[[ PASSAGE PROVIDED, beginning ]]

"Each hour’s delay in initiating antibiotics costs lives" is a doctrine that has attained quasi-religious status. Like most (quasi-)religions this is founded more on faith and hope than hard fact, according to an article in press in the American Journal of Respiratory and Critical Care Medicine.

Article author Mervyn Singer, Professor of Intensive Care Medicine, Bloomsbury Institute of Intensive Care Medicine, University College London, laments the fact that the “each hour delay” mantra is being drummed into healthcare providers, hospital administrators, funders and governmental bodies. In the United Kingdom, for example, NICE is proposing a quality standard, required by healthcare commissioners, that impels antibiotics within an hour of identifying "suspected sepsis". Fearing retribution and litigation, clinicians – especially junior clinicians – may be forced to treat everyone "just in case", the author says, adding that the strength of evidence for "each hour delay" is not particularly compelling.  

"To my knowledge, every theistic study supporting this dogma is based solely on retrospective analyses of databases usually collected for administrative or other reasons. Crucial items of data are usually lacking, such as confirmation of infection, and adequacy of antibiotic choice, antibiotic dosing and source control," says Prof. Singer.

[[ PASSAGE PROVIDED, end ]]

◆ TO DO:
(a) According to the passage on antibiotic timing in sepsis, in which journal is the article in press?
(b) Extend the passage on antibiotic timing in sepsis, beginning after its final sentence.
The data bear no relation to the passage on antibiotic timing in sepsis.

[[ DATA BELOW, beginning ]]

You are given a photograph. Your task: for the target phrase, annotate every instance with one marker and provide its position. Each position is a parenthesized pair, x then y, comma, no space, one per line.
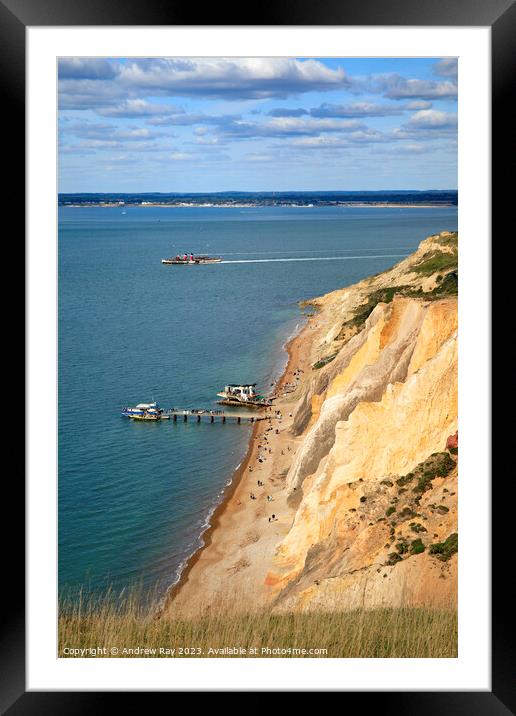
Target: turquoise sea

[[ DATA BELOW, end ]]

◆ EXERCISE RESULTS:
(a) The American Journal of Respiratory and Critical Care Medicine.

(b)
Time Zero (either from when the infection starts, or organ dysfunction actually begins) and time to presentation/recognition of sepsis is largely unknown but will vary from hours to several days. "An excessive delay could be arguably injurious. However, expecting an hour-by-hour linear relationship between mortality risk and delay in antibiotic commencement from presentation/recognition lacks credibility," the author says.

He notes that Kumar et al. was the first to draw such a striking straight-line relationship in 2,154 ICU patients using delay in commencing antibiotics after the onset of hypotension. Yet they did not consider the impact of sedation related to mechanical ventilation as a confounding factor in causing hypotension, Prof. Singer points out.

The AJRCCM invited the professor to peer-review the paper by Liu et al., who mined a large administrative database from 21 Northern California hospitals and randomly selected 35,000 patients treated for presumed infection in emergency departments and subsequently hospitalised. They performed a complex adjustment for patient and hospital factors to generate a risk-adjusted odds ratio for hospital mortality of 1.09 (95% CI, 1.05-1.13) for each elapsed hour between emergency department registration and antibiotic administration.

While their headline finding sits neatly with the prevailing credo, the professor is doubtful about the results of their adjustments. For example, compared to patients given antibiotics within the first hour, those treated at any time starting between hours 2-5 had a similar 25-30% increase in the adjusted odds risk of mortality. The risk was doubled if treatment was delayed until Hours 5-6. "So why should the first hour from ED registration be so crucial, especially when Time Zero is unknown? And why should each subsequent hour’s delay until Hour 5 then not show an effect, followed by a big late rise?", writes Prof. Singer.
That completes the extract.